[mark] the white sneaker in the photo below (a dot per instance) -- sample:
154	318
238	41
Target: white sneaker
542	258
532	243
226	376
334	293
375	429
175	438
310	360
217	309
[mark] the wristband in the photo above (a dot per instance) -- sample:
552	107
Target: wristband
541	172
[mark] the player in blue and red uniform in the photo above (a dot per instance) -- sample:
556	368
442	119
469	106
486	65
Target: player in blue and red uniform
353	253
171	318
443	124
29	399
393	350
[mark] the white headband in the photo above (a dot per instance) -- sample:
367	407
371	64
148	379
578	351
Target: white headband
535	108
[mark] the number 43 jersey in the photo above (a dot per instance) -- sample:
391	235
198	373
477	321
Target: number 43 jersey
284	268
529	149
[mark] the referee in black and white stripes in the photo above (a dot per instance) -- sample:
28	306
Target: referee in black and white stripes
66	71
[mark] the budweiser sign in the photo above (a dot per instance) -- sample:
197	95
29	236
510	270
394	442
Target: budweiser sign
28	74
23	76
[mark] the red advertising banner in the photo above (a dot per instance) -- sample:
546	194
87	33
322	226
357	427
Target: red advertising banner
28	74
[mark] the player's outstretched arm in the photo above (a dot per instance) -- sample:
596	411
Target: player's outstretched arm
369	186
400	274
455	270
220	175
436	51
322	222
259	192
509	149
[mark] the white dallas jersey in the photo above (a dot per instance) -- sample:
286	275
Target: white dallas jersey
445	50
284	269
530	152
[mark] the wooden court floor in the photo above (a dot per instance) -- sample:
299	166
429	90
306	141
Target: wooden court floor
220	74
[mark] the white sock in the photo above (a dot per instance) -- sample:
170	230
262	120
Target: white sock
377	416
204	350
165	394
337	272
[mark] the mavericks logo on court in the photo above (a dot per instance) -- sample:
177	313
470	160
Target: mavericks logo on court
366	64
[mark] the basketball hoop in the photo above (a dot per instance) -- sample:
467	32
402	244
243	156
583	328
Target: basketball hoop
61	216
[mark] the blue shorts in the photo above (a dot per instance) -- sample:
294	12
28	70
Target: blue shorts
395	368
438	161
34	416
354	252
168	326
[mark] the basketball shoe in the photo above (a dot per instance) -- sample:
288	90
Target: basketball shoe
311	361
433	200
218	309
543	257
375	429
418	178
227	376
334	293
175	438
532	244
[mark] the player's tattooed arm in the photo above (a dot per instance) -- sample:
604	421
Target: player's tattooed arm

========

Show the lines of the material that contain the word "tattooed".

**Task solution**
[mark] the player's tattooed arm in the photo above (a dot per instance) -- sample:
Target: player's tattooed arm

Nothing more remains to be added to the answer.